CONSIGNES DE L'EXERCICE =>
a: Réécrivez sous forme de liste le paragraphe du texte sur la coordination des soins qui commence par « Les outils sont là », en conservant ses faits principaux.
b: Poursuivez le texte sur la coordination des soins en reprenant après sa dernière phrase.

EXTRAIT DU TEXTE =>
Les outils sont là, comme par exemple ceux développés par des ARS ou par des start-up pour faciliter la coordination entre professionnels de santé, mais ils sont encore peu utilisés. De même, différentes expériences très prometteuses, portées aussi bien par des acteurs hospitaliers que par des acteurs de ville, et notamment des MSP (maisons de santé pluridisciplinaires), ont pu être lancées, mais sans que cela ne donne lieu à capitalisation, ni n’enclenche une véritable dynamique d’ensemble. Nous subissons encore trop aujourd’hui le poids de nos vieilles représentations, qui mettent l’hôpital systématiquement sur le devant de la scène quand on parle du système de santé. Partout on attend des miracles de l’hôpital, on attend des solutions du côté de l’hôpital. On veut que l’hôpital soit capable de se transformer, de faire son virage ambulatoire, d’engager des réformes de fonctionnement ou de gouvernance. Mais la priorité n’est plus là. La crise ne révèle pas les dysfonctionnements du management hospitalier ou du management médical, qui font de leur mieux et réussissent souvent des prouesses, comme le prouve l’épisode actuel de la gestion du Covid ; elle révèle des blessures plus profondes, qui renvoient au manque de coordination entre l’hôpital et ses partenaires. Elle révèle un confinement largement délétère des représentations et de l’organisation.

LISTE FOURNIE =>
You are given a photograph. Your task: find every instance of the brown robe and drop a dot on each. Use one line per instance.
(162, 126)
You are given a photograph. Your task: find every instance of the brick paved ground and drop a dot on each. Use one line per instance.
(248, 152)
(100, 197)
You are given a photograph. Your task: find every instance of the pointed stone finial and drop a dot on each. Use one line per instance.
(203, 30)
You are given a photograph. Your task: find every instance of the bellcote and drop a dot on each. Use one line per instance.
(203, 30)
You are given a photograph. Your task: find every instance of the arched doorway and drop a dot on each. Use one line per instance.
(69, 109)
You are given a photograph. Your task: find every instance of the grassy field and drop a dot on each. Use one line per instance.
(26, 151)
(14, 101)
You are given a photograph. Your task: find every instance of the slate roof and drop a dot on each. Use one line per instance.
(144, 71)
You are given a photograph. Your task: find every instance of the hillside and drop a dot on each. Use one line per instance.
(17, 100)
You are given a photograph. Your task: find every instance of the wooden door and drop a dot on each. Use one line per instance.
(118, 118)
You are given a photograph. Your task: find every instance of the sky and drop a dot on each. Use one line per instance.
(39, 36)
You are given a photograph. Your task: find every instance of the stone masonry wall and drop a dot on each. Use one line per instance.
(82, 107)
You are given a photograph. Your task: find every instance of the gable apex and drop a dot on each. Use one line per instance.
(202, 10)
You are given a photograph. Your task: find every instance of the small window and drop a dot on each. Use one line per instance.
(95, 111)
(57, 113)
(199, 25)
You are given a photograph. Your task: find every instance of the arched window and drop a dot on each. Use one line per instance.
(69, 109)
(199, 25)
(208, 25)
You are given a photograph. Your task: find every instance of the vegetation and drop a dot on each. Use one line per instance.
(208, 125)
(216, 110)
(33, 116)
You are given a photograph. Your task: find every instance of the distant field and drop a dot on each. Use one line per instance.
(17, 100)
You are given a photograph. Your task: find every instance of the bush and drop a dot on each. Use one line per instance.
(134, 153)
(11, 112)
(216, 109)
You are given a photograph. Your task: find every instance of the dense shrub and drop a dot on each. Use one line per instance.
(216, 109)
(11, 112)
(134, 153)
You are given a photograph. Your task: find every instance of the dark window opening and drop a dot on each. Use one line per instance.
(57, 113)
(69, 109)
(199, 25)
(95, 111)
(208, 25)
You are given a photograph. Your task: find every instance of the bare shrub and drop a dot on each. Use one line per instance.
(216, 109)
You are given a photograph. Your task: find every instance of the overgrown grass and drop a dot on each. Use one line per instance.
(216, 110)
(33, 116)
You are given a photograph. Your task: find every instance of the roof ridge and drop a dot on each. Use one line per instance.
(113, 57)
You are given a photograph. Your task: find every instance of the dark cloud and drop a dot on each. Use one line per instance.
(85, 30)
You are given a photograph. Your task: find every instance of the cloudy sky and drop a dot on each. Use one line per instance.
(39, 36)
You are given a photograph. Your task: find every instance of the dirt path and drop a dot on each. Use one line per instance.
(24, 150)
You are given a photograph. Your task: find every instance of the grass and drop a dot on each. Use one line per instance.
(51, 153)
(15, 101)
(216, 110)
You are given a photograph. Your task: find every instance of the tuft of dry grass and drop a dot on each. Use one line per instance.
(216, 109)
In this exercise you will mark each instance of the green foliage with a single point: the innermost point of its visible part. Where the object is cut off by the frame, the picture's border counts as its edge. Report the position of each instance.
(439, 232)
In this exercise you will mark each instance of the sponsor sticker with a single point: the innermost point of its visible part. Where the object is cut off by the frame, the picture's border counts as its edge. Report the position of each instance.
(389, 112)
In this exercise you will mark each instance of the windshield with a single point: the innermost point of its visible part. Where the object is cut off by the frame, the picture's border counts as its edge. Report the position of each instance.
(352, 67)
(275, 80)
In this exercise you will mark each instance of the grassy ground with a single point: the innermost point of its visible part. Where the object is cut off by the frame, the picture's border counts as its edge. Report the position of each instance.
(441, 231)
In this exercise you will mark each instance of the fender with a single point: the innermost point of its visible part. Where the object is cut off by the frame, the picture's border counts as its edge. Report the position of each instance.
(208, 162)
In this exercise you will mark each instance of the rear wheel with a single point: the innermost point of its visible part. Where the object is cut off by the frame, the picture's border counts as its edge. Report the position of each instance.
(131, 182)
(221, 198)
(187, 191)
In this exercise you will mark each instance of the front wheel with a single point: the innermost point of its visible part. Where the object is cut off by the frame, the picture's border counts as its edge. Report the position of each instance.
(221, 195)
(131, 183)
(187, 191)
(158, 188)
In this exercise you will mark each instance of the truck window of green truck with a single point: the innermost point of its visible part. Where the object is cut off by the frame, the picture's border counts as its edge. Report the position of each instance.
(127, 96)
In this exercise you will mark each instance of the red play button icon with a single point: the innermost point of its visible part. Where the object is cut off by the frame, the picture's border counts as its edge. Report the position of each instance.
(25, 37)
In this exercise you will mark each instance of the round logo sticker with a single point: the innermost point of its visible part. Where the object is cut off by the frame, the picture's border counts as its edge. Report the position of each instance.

RÉPONSES DE L'EXERCICE =>
a:
- Des outils facilitant la coordination entre professionnels de santé existent, développés par des ARS ou des start-up, mais ils restent peu utilisés.
- Des expériences prometteuses ont été lancées par des acteurs hospitaliers et de ville, notamment des MSP (maisons de santé pluridisciplinaires). Elles n'ont pourtant donné lieu à aucune capitalisation et n'ont pas enclenché de dynamique d'ensemble.
- De vieilles représentations placent toujours l'hôpital sur le devant de la scène. On attend de lui des solutions, un virage ambulatoire et des réformes de fonctionnement ou de gouvernance.
- Ce n'est plus là que se situe la priorité.
- La crise ne révèle pas de dysfonctionnements du management hospitalier ou médical, qui réussit souvent des prouesses, comme dans la gestion du Covid.
- Elle révèle un manque de coordination entre l'hôpital et ses partenaires, ainsi qu'un confinement largement délétère des représentations et de l'organisation.

b:
La réforme que tout le monde appelle de ses vœux au lendemain de la crise ne doit pas se tromper d’objet. Un long chemin reste à faire pour nous départir de nos anciennes lunettes hospitalo-centrées et élargir leur focale. Dans cette perspective, il nous semble opportun d’envisager l’ouverture de nouveaux espaces de capitalisation et d’hybridation des regards et des actions, notamment par la voie de la recherche et de la formation. C’est aussi par ces approches, qui visent à combiner réflexions collectives et apprentissages individuels, qu’on pourra aider chacun à se doter des moyens et des connaissances pour peser sur ces changements, et amorcer le virage du déconfinement.
Bibliographie :
Engel, F., Kletz, F., Moisdon, J. C., & Tonneau, D. (2001). La démarche gestionnaire à l’hôpital, tome II, le PMSI. Paris, Seli Arslan.
Fortineau, V., Lamouri, S., Eckerlein, G., Rieutord, A., & Curatolo, N. (2016). L’excellence hospitalière, ou la mise en œuvre de l’excellence opérationnelle dans le monde hospitalier. Journal Européen des Systèmes Automatisés, 49(2), 201-224.
Fermon, B., & Grandjean, P. (2015). Performance et innovation dans les établissements de santé. Dunod.
Moisdon, J. C. (2017). PMSI, T2A et gestion interne. Journal de gestion et d’économie médicales, 35(2), 51-66.